Position identification records:

=======

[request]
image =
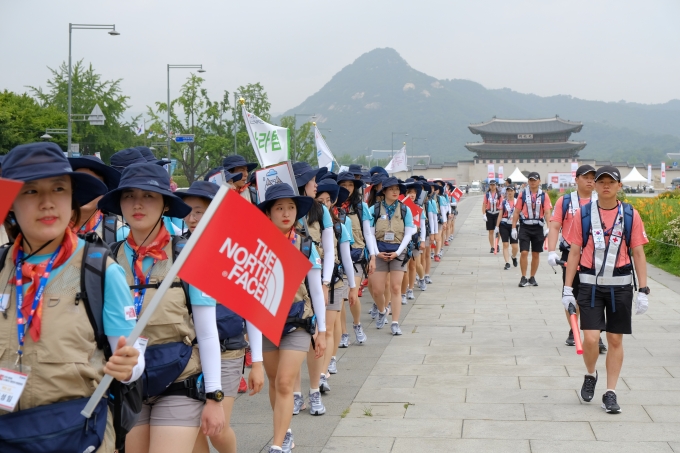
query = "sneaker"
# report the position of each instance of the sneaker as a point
(382, 319)
(395, 329)
(242, 386)
(298, 404)
(588, 387)
(603, 348)
(288, 443)
(316, 407)
(359, 332)
(344, 341)
(323, 384)
(333, 366)
(609, 403)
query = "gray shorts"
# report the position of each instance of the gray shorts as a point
(297, 340)
(386, 266)
(172, 410)
(232, 369)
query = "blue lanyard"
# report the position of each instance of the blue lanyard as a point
(21, 324)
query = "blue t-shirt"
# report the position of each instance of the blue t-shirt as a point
(117, 295)
(197, 296)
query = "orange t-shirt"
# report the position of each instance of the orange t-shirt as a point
(608, 216)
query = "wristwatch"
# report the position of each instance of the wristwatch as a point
(217, 395)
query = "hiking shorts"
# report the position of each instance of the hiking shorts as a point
(613, 316)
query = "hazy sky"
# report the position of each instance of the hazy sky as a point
(591, 49)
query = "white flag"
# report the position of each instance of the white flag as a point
(323, 152)
(269, 142)
(398, 162)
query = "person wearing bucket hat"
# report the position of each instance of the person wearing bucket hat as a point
(283, 363)
(363, 249)
(343, 285)
(46, 259)
(172, 421)
(231, 334)
(393, 228)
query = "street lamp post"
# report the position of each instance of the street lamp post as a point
(177, 66)
(71, 27)
(413, 150)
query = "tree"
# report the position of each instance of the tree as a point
(88, 89)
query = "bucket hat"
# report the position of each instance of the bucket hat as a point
(152, 178)
(46, 160)
(111, 175)
(279, 191)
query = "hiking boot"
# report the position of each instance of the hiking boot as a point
(588, 387)
(333, 366)
(344, 341)
(603, 348)
(323, 385)
(382, 319)
(609, 403)
(298, 403)
(316, 407)
(395, 329)
(359, 332)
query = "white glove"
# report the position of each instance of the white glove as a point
(568, 297)
(641, 304)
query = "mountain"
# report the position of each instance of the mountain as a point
(380, 93)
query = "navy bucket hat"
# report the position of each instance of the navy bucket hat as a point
(126, 157)
(280, 191)
(46, 160)
(111, 175)
(200, 189)
(149, 177)
(231, 162)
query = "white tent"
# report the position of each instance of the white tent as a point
(634, 176)
(517, 176)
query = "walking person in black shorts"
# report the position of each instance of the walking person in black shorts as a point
(531, 209)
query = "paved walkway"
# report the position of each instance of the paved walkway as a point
(482, 366)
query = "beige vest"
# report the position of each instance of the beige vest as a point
(383, 225)
(170, 322)
(65, 363)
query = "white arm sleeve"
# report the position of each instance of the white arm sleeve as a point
(328, 246)
(138, 369)
(255, 340)
(318, 301)
(408, 234)
(205, 322)
(347, 264)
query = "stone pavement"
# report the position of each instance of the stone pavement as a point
(482, 366)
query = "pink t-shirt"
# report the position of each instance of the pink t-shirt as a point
(637, 237)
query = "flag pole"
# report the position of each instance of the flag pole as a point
(156, 300)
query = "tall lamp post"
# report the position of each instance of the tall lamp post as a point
(413, 150)
(177, 66)
(71, 27)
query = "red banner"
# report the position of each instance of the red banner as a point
(9, 190)
(245, 263)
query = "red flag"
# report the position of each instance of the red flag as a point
(10, 189)
(250, 268)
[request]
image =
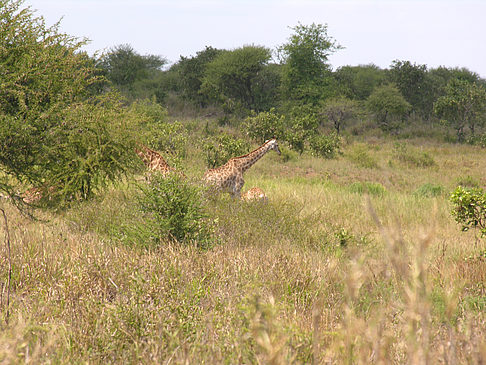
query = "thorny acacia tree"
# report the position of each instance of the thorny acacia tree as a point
(56, 131)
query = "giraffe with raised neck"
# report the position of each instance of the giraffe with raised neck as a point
(154, 160)
(255, 194)
(229, 177)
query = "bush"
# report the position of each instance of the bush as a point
(175, 210)
(157, 133)
(220, 149)
(367, 187)
(478, 140)
(360, 156)
(56, 133)
(429, 190)
(413, 158)
(325, 146)
(265, 125)
(300, 125)
(469, 208)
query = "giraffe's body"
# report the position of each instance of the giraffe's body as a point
(254, 194)
(229, 177)
(154, 161)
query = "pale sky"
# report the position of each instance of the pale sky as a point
(449, 33)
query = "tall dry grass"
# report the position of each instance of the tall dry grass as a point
(324, 273)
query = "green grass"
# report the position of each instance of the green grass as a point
(343, 261)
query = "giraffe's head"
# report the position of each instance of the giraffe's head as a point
(272, 143)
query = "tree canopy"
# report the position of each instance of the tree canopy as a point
(56, 131)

=======

● **Instructions to follow**
List every line in the listing above that contains the word "banner".

● **Task response**
query = "red banner"
# report the position of each instance of the red banner as a point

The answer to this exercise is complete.